EXERCISE DATA.

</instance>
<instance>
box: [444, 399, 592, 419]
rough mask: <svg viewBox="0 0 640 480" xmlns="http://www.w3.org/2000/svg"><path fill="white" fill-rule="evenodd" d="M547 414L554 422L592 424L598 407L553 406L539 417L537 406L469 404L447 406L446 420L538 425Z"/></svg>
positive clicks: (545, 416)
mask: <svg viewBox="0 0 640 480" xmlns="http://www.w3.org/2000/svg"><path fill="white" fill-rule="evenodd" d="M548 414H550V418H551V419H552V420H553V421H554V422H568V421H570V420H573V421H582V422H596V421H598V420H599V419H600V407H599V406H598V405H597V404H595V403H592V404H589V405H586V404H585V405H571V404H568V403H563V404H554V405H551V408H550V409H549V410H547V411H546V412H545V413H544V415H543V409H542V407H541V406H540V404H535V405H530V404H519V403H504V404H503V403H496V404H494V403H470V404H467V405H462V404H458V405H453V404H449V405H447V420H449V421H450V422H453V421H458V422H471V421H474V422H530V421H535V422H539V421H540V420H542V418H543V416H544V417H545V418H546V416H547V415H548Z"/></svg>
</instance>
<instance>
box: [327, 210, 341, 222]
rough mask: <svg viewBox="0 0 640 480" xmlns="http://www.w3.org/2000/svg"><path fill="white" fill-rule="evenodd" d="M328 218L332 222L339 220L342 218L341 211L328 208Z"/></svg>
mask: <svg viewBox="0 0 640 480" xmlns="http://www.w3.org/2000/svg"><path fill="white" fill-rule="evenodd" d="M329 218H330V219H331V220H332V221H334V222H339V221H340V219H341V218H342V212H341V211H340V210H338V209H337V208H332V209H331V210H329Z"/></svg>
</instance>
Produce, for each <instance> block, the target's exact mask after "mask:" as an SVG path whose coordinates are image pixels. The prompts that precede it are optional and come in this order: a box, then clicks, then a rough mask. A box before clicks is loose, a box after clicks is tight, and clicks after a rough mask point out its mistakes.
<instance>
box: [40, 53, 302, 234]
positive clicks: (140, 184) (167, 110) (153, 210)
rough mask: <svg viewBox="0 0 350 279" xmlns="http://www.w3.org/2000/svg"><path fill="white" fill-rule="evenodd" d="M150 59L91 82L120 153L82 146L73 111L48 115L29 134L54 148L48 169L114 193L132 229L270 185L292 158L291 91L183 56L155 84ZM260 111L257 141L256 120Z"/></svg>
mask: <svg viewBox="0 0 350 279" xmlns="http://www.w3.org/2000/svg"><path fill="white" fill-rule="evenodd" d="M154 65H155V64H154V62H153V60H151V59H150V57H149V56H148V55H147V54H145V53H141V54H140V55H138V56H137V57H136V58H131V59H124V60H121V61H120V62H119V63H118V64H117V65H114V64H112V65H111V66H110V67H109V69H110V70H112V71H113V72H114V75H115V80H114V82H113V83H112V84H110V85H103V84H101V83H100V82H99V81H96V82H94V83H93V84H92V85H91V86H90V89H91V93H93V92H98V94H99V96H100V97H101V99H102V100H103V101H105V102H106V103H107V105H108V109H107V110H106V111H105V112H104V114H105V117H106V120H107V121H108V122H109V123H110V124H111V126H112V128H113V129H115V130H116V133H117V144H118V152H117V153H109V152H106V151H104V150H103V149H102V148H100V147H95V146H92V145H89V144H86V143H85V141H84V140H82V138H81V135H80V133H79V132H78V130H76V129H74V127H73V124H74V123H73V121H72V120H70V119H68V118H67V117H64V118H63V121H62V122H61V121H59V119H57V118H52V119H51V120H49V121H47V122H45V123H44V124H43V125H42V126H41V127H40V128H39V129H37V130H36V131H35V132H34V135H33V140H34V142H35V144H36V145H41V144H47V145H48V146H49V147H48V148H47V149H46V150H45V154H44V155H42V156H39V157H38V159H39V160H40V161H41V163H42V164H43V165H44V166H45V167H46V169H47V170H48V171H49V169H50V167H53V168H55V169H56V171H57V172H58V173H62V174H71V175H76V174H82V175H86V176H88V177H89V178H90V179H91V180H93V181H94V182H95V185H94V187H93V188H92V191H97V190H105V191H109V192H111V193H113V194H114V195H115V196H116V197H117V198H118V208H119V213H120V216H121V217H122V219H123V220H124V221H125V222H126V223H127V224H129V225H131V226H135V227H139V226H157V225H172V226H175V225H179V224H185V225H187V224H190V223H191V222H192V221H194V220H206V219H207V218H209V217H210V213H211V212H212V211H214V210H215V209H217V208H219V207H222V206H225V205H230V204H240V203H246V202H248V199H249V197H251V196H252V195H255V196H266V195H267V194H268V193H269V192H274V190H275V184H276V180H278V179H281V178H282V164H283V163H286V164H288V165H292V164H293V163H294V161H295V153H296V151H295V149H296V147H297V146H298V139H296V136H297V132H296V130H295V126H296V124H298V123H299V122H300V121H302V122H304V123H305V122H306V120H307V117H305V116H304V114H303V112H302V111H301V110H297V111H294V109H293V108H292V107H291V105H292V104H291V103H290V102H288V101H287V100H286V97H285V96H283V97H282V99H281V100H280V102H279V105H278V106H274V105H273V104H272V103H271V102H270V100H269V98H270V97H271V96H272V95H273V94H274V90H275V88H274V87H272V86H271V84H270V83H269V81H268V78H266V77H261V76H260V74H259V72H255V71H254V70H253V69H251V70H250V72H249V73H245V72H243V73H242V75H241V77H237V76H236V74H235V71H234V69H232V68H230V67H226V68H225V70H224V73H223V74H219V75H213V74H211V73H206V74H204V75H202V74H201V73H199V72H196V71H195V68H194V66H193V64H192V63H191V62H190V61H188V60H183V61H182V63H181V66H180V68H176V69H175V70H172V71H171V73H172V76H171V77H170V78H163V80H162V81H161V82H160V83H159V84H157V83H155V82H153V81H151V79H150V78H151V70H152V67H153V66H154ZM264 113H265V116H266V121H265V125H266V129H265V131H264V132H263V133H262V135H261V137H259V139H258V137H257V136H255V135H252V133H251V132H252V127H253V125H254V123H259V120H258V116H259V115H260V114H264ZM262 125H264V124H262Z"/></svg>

ASSIGNMENT. Among the entries above, find the line with "positive clicks: (545, 416)" and the line with "positive clicks: (140, 184)"; give again exactly these two lines and all lines between them.

ANSWER SECTION.
positive clicks: (545, 416)
mask: <svg viewBox="0 0 640 480" xmlns="http://www.w3.org/2000/svg"><path fill="white" fill-rule="evenodd" d="M548 414H550V418H551V419H552V420H553V421H554V422H568V421H570V420H573V421H582V422H596V421H598V420H599V419H600V407H599V406H598V405H597V404H595V403H592V404H589V405H586V404H585V405H571V404H568V403H563V404H554V405H551V408H550V409H549V410H547V411H546V412H545V413H544V415H543V409H542V407H541V406H540V404H535V405H530V404H519V403H504V404H503V403H496V404H494V403H470V404H467V405H462V404H458V405H453V404H449V405H447V420H449V421H450V422H453V421H458V422H471V421H474V422H530V421H535V422H539V421H540V420H542V418H543V416H544V417H545V418H546V416H547V415H548Z"/></svg>
</instance>
<instance>
box: [327, 210, 341, 222]
rough mask: <svg viewBox="0 0 640 480" xmlns="http://www.w3.org/2000/svg"><path fill="white" fill-rule="evenodd" d="M328 218L332 222L339 220L342 218L341 211L328 208Z"/></svg>
mask: <svg viewBox="0 0 640 480" xmlns="http://www.w3.org/2000/svg"><path fill="white" fill-rule="evenodd" d="M329 218H330V219H331V220H332V221H334V222H339V221H340V219H341V218H342V212H341V211H340V210H338V209H337V208H332V209H331V210H329Z"/></svg>
</instance>
Produce, for each <instance> block, the target's exact mask after "mask:" as an SVG path whose coordinates are image pixels. The prompts that precede it are optional and come in this order: a box, then clicks, then a rough mask. A box before clicks is loose, a box after clicks is tight, and clicks after a rough mask point out its mistakes.
<instance>
box: [40, 53, 302, 234]
positive clicks: (140, 184) (167, 110) (153, 210)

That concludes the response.